Give the lines as a JSON list of strings, one string per line, with blank lines left out. Begin at the start of the records and stop after the line that contains "pixel 243 208", leaving the pictures out of the answer.

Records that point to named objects

● ● ● ●

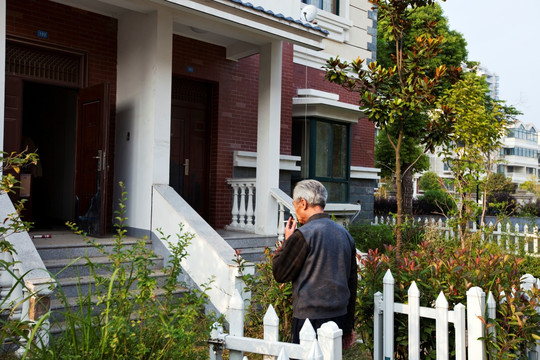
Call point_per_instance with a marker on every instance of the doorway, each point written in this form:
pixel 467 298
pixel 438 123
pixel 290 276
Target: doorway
pixel 48 127
pixel 190 143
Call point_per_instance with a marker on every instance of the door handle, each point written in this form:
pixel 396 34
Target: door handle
pixel 186 167
pixel 99 157
pixel 101 160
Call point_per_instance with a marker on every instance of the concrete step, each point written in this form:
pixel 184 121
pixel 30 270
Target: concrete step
pixel 69 268
pixel 251 246
pixel 79 306
pixel 70 246
pixel 85 285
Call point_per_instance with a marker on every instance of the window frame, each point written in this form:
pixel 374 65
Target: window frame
pixel 312 158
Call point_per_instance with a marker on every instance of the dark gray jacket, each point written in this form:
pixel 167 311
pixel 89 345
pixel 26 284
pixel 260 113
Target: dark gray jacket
pixel 320 260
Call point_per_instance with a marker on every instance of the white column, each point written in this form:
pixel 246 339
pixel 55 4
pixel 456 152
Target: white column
pixel 2 71
pixel 143 109
pixel 268 136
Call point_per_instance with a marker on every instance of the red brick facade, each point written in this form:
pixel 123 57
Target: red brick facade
pixel 235 84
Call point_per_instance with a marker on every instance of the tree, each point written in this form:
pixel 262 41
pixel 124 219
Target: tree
pixel 496 183
pixel 480 124
pixel 394 97
pixel 430 181
pixel 453 53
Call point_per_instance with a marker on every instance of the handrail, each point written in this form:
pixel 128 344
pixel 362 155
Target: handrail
pixel 27 276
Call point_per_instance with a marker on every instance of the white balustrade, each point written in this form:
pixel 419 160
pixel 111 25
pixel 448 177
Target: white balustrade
pixel 243 208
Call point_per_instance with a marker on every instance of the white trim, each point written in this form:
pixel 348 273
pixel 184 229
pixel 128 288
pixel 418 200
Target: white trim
pixel 249 159
pixel 337 25
pixel 310 58
pixel 360 172
pixel 316 103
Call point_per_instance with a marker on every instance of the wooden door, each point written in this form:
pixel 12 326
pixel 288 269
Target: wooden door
pixel 13 114
pixel 189 145
pixel 92 159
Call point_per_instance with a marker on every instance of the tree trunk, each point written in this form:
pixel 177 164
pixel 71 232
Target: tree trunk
pixel 399 201
pixel 408 191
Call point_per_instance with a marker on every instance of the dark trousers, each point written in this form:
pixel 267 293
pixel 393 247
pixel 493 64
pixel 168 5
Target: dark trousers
pixel 316 323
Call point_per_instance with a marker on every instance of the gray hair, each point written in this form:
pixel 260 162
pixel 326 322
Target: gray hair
pixel 312 191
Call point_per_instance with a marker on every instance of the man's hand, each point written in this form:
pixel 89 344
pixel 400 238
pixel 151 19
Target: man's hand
pixel 290 227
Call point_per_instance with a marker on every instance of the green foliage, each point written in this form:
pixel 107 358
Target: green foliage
pixel 481 123
pixel 531 265
pixel 368 236
pixel 445 266
pixel 531 185
pixel 437 202
pixel 496 183
pixel 265 291
pixel 10 328
pixel 398 97
pixel 429 181
pixel 126 315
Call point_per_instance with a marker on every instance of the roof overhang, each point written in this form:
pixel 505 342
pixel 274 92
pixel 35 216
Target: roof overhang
pixel 241 29
pixel 315 103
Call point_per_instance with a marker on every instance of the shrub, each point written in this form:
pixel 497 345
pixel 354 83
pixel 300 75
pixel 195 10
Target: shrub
pixel 429 181
pixel 435 202
pixel 136 319
pixel 438 266
pixel 501 203
pixel 530 209
pixel 384 206
pixel 265 291
pixel 368 236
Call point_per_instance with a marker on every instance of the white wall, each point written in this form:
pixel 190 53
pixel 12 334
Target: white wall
pixel 2 70
pixel 209 259
pixel 143 110
pixel 286 7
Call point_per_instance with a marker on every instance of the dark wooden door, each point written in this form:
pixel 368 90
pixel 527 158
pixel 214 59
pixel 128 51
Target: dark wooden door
pixel 13 114
pixel 92 158
pixel 190 145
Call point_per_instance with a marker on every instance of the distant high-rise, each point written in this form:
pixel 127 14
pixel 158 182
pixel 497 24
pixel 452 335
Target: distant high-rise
pixel 492 80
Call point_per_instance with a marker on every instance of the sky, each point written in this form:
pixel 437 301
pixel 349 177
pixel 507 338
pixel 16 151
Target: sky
pixel 504 36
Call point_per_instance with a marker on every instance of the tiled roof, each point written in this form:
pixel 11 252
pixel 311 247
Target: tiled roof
pixel 280 16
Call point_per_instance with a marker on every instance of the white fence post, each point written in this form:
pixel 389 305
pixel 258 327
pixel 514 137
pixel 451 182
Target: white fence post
pixel 271 328
pixel 441 324
pixel 330 340
pixel 491 314
pixel 378 326
pixel 388 316
pixel 459 326
pixel 307 334
pixel 475 308
pixel 315 352
pixel 216 334
pixel 414 322
pixel 283 355
pixel 236 321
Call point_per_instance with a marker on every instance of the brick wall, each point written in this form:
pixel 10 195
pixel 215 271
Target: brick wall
pixel 363 133
pixel 72 29
pixel 235 85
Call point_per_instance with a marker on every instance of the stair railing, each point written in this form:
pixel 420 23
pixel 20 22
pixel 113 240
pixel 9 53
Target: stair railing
pixel 25 285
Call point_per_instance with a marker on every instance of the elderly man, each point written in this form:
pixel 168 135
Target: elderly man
pixel 320 259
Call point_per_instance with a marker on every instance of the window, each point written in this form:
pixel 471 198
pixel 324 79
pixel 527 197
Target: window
pixel 326 5
pixel 325 149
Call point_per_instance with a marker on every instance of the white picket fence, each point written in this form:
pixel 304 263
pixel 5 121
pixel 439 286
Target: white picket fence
pixel 323 345
pixel 469 328
pixel 507 236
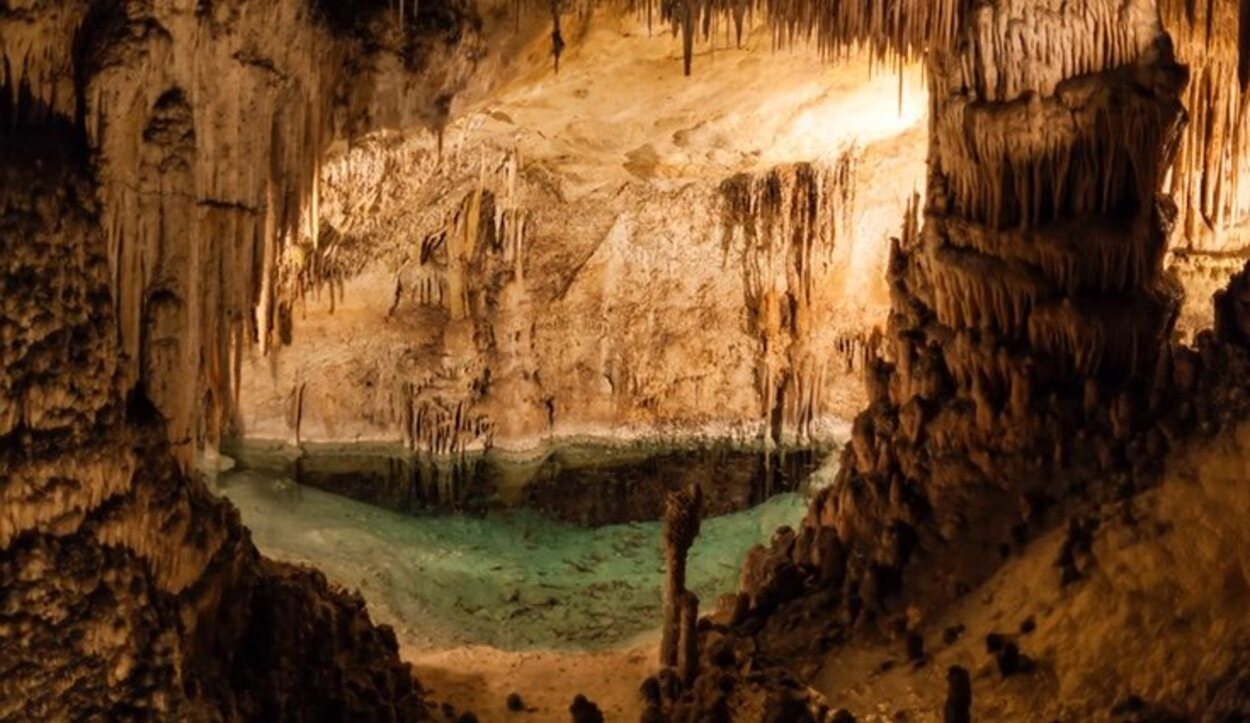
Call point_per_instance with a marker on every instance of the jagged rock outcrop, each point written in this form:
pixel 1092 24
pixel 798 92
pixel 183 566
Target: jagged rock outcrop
pixel 1029 360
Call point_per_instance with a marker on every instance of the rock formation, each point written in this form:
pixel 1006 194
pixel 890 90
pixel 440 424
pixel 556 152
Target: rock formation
pixel 161 218
pixel 681 514
pixel 158 159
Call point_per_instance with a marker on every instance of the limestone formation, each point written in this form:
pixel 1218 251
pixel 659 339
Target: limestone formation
pixel 959 696
pixel 158 163
pixel 681 514
pixel 688 638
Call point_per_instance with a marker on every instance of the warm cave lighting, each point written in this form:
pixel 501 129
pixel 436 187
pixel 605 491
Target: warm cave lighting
pixel 671 360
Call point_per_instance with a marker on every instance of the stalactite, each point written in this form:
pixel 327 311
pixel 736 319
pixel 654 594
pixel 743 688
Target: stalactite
pixel 788 223
pixel 681 514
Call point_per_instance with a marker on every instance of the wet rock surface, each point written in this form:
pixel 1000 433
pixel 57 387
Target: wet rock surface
pixel 589 485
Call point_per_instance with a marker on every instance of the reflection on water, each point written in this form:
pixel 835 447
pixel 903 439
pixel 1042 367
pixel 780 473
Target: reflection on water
pixel 480 566
pixel 584 484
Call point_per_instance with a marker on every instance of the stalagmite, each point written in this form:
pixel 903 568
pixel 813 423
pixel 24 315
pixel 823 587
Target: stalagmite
pixel 681 514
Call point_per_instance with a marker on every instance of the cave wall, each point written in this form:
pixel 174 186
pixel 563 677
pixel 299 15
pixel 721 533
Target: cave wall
pixel 664 312
pixel 155 159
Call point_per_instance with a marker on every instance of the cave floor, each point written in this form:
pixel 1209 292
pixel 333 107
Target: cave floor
pixel 561 609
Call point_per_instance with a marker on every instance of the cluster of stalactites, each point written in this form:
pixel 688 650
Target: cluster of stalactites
pixel 1045 233
pixel 784 225
pixel 1214 155
pixel 890 31
pixel 208 175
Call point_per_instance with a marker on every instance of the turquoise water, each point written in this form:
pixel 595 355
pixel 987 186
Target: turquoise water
pixel 511 578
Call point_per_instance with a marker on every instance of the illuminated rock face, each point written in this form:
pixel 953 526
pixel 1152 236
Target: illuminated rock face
pixel 624 253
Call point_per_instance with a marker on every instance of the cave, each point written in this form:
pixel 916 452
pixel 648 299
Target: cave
pixel 880 360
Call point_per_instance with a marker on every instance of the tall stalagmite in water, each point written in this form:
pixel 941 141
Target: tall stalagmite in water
pixel 681 513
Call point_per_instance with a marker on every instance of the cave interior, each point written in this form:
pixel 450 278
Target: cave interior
pixel 691 360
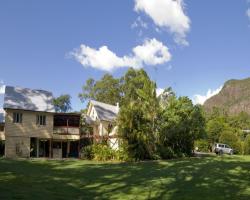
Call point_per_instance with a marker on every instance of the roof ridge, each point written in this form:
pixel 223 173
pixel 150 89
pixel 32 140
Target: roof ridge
pixel 25 88
pixel 102 103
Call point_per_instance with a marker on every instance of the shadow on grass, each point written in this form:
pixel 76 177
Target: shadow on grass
pixel 194 178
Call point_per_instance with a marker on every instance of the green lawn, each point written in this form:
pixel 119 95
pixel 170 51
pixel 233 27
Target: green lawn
pixel 195 178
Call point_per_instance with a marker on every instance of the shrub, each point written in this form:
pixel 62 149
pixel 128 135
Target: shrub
pixel 103 152
pixel 87 152
pixel 202 145
pixel 232 140
pixel 166 152
pixel 247 145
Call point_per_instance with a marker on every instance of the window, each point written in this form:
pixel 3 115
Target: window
pixel 17 117
pixel 41 120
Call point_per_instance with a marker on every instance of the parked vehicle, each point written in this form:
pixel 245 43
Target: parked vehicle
pixel 219 148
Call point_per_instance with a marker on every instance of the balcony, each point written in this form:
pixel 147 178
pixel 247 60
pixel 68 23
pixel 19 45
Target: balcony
pixel 62 130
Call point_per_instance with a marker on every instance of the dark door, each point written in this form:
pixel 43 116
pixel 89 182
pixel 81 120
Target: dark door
pixel 64 149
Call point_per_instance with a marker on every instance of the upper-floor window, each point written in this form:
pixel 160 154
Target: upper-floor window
pixel 41 120
pixel 17 117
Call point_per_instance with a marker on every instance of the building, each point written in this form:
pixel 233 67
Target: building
pixel 32 128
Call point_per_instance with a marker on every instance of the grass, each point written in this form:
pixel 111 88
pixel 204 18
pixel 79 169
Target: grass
pixel 191 178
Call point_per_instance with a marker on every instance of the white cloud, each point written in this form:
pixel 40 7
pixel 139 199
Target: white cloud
pixel 167 14
pixel 151 52
pixel 139 23
pixel 2 88
pixel 200 99
pixel 248 13
pixel 159 91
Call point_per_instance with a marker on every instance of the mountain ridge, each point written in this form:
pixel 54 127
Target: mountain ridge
pixel 233 98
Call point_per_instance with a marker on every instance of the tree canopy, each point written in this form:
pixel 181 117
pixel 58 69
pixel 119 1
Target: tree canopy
pixel 62 103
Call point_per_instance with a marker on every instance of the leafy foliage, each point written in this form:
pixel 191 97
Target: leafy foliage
pixel 62 103
pixel 138 113
pixel 228 137
pixel 180 124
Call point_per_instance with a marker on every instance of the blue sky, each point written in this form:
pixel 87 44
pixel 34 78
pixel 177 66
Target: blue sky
pixel 192 46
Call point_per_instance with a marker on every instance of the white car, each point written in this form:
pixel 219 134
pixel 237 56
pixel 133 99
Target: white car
pixel 222 148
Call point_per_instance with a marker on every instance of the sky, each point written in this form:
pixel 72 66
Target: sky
pixel 193 46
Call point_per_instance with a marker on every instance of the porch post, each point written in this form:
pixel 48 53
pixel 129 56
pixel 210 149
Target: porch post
pixel 79 148
pixel 37 147
pixel 68 148
pixel 50 143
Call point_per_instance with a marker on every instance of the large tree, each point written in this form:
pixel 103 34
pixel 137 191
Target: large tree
pixel 62 103
pixel 138 114
pixel 107 90
pixel 180 124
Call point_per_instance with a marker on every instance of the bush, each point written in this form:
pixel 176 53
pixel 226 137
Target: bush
pixel 103 152
pixel 247 145
pixel 228 137
pixel 202 145
pixel 166 152
pixel 87 152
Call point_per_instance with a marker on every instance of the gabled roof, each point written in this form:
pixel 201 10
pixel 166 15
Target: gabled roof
pixel 28 99
pixel 105 112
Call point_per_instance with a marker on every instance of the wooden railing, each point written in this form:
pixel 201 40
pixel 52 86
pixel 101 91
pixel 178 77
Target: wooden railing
pixel 64 130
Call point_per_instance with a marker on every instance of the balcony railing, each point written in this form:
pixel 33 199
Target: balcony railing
pixel 61 130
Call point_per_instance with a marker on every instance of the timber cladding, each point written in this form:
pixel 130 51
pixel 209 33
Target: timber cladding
pixel 17 135
pixel 17 147
pixel 28 127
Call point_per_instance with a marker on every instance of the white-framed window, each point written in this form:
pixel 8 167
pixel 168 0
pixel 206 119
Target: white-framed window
pixel 17 117
pixel 41 120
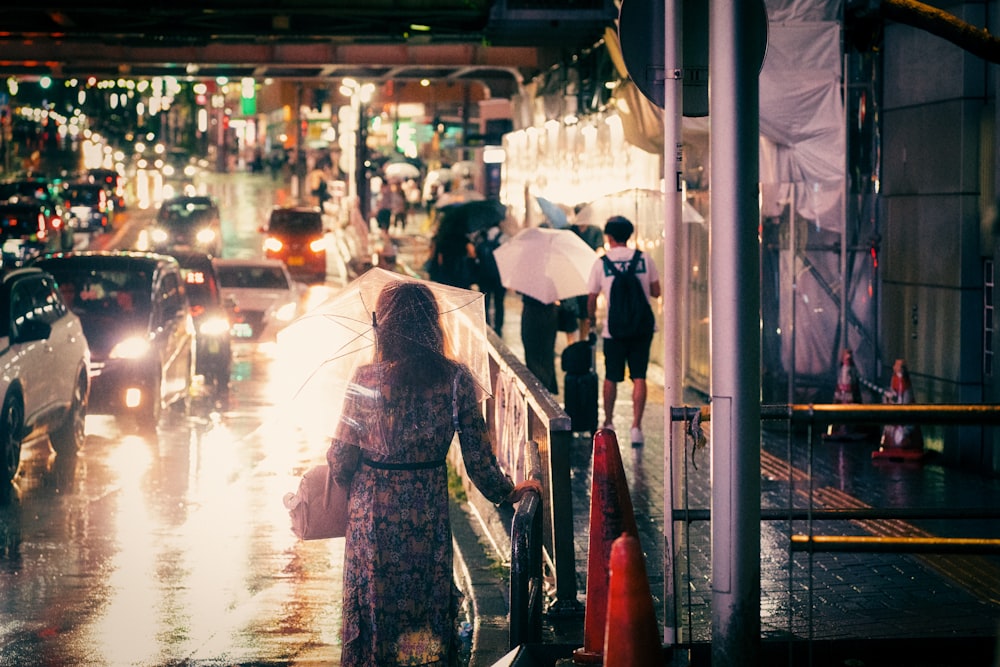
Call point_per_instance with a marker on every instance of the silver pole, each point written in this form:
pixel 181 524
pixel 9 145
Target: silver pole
pixel 673 81
pixel 735 348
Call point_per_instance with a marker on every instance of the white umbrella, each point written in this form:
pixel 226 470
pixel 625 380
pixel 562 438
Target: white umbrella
pixel 321 351
pixel 442 175
pixel 400 171
pixel 546 264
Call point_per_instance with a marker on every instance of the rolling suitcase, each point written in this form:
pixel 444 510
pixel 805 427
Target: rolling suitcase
pixel 580 386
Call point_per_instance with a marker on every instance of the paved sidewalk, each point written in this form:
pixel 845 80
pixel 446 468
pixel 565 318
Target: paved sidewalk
pixel 839 606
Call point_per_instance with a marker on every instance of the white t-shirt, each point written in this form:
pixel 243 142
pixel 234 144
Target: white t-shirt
pixel 600 277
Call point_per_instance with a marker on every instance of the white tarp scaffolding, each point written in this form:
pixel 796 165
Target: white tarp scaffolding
pixel 817 300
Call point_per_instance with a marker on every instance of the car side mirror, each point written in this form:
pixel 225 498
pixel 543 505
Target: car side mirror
pixel 32 330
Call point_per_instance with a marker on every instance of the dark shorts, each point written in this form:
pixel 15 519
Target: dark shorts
pixel 621 351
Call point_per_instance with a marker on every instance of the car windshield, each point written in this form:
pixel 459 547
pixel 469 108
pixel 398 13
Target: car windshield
pixel 83 196
pixel 186 211
pixel 200 288
pixel 109 293
pixel 24 189
pixel 252 277
pixel 295 222
pixel 18 220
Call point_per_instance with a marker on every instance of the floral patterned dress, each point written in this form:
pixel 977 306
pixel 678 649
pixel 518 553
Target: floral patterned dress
pixel 398 602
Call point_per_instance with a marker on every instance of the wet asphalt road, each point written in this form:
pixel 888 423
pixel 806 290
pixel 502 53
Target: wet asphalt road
pixel 172 547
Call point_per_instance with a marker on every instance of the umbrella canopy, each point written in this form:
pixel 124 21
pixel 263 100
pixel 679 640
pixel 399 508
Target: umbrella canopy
pixel 322 351
pixel 442 175
pixel 556 215
pixel 400 171
pixel 546 264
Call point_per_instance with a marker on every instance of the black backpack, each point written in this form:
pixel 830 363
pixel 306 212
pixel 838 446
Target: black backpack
pixel 629 312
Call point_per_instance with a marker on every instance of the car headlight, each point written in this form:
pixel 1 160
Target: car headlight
pixel 206 235
pixel 214 326
pixel 286 313
pixel 134 347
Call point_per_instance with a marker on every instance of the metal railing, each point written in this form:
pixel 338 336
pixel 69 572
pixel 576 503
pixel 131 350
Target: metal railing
pixel 818 513
pixel 522 411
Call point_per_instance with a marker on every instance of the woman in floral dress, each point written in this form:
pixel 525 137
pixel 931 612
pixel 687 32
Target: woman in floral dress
pixel 397 426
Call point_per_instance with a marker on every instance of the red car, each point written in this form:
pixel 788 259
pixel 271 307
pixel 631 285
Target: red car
pixel 297 236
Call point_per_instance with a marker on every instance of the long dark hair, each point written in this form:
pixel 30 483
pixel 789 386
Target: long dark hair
pixel 409 338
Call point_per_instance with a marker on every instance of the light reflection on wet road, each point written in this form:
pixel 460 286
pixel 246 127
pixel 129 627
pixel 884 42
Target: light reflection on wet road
pixel 173 547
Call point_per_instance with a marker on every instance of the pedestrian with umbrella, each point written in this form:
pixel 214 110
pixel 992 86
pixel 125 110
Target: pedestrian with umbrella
pixel 545 266
pixel 402 407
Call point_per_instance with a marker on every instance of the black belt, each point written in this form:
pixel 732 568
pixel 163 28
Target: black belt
pixel 415 465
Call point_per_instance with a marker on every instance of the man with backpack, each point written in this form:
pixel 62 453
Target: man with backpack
pixel 628 279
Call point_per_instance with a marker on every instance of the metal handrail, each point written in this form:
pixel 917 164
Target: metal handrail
pixel 841 413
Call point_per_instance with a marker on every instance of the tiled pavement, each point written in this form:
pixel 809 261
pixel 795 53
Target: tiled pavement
pixel 833 604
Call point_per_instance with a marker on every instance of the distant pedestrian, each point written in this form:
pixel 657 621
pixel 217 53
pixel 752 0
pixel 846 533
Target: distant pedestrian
pixel 383 208
pixel 539 328
pixel 399 603
pixel 594 237
pixel 901 437
pixel 632 352
pixel 488 276
pixel 452 255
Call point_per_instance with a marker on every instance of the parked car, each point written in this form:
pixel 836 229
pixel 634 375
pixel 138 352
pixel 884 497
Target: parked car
pixel 137 320
pixel 90 207
pixel 262 296
pixel 112 182
pixel 211 321
pixel 44 360
pixel 38 188
pixel 29 228
pixel 296 235
pixel 187 223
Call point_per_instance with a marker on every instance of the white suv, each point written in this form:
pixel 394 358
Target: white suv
pixel 44 360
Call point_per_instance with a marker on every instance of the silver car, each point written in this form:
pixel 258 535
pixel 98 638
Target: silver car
pixel 44 364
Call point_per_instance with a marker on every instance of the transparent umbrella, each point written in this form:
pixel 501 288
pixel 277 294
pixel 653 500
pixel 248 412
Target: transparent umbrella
pixel 340 351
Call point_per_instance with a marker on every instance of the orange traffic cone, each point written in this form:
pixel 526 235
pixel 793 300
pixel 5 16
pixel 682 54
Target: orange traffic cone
pixel 611 515
pixel 632 636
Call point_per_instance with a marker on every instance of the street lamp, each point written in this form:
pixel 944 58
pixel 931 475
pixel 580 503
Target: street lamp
pixel 360 95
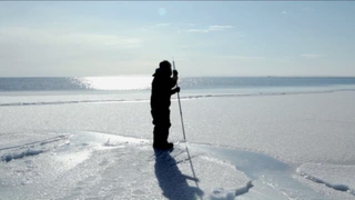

● ● ● ●

■ **Answer to the exercise**:
[
  "Call point_per_instance with a marker on every instance of the doorway, each point written in this form:",
  "pixel 467 298",
  "pixel 438 123",
  "pixel 290 276",
  "Target: doorway",
  "pixel 48 127",
  "pixel 190 143",
  "Call point_per_instance with a marker on every instance of the door handle, each point written in this form:",
  "pixel 396 34",
  "Target: door handle",
  "pixel 186 167",
  "pixel 99 157",
  "pixel 101 160",
  "Call point_per_instance with a marker on every instance of the concrete step, each point written in this form:",
  "pixel 184 121",
  "pixel 30 270",
  "Target: concrete step",
  "pixel 69 268",
  "pixel 251 246",
  "pixel 79 306",
  "pixel 70 246",
  "pixel 85 285",
  "Call point_per_instance with a marker on every instance of the window frame, each point written in this form:",
  "pixel 374 65",
  "Target: window frame",
  "pixel 312 158",
  "Call point_per_instance with a marker on every instance of the dark gray jacket, each point written in this form:",
  "pixel 167 311",
  "pixel 89 345",
  "pixel 26 284",
  "pixel 260 113",
  "Target: dark gray jacket",
  "pixel 320 260",
  "Call point_per_instance with a marker on every instance of the white column, each point written in this form:",
  "pixel 246 339",
  "pixel 55 4",
  "pixel 456 152",
  "Target: white column",
  "pixel 2 71",
  "pixel 143 109",
  "pixel 268 136",
  "Call point_per_instance with a marker on every instance of the red brick facade, each point written in this form:",
  "pixel 123 57",
  "Target: red brick facade",
  "pixel 235 84",
  "Call point_per_instance with a marker on every instance of the tree, each point written in this form:",
  "pixel 262 41",
  "pixel 124 219",
  "Target: tree",
  "pixel 496 183",
  "pixel 480 124",
  "pixel 394 97",
  "pixel 430 181",
  "pixel 453 53",
  "Call point_per_instance with a marker on every instance of the handrail, each point written in this form:",
  "pixel 128 344",
  "pixel 362 155",
  "Target: handrail",
  "pixel 27 276",
  "Call point_per_instance with a marker on every instance of the white balustrade, each point written in this form:",
  "pixel 419 160",
  "pixel 111 25",
  "pixel 448 177",
  "Target: white balustrade",
  "pixel 243 208"
]